What this task involves: Reproduce each of the following records word for word, keeping every line in its original order.

--

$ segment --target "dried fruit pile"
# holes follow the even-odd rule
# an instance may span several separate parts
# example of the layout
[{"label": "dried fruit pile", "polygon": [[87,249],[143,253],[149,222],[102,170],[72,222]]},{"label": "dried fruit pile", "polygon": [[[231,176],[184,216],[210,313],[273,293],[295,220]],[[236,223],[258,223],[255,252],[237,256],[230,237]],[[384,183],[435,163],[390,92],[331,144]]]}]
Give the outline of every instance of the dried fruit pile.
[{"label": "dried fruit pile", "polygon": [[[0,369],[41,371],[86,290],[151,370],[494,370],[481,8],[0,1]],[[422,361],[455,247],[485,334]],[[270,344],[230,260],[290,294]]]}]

--

Result of this task:
$ segment --target "dried fruit pile"
# holes follow the even-odd rule
# an instance may span several separate parts
# example of the layout
[{"label": "dried fruit pile", "polygon": [[87,249],[143,253],[149,222],[102,170],[72,222]]},{"label": "dried fruit pile", "polygon": [[[231,176],[184,216],[210,313],[273,293],[295,220]],[[236,223],[258,223],[255,252],[237,256],[230,237]],[[384,183],[435,163],[390,92],[331,144]]]}]
Give the outline of every instance of the dried fruit pile.
[{"label": "dried fruit pile", "polygon": [[[0,369],[41,371],[86,290],[151,370],[494,370],[481,8],[0,1]],[[422,361],[455,247],[485,334]],[[270,344],[230,260],[290,294]]]}]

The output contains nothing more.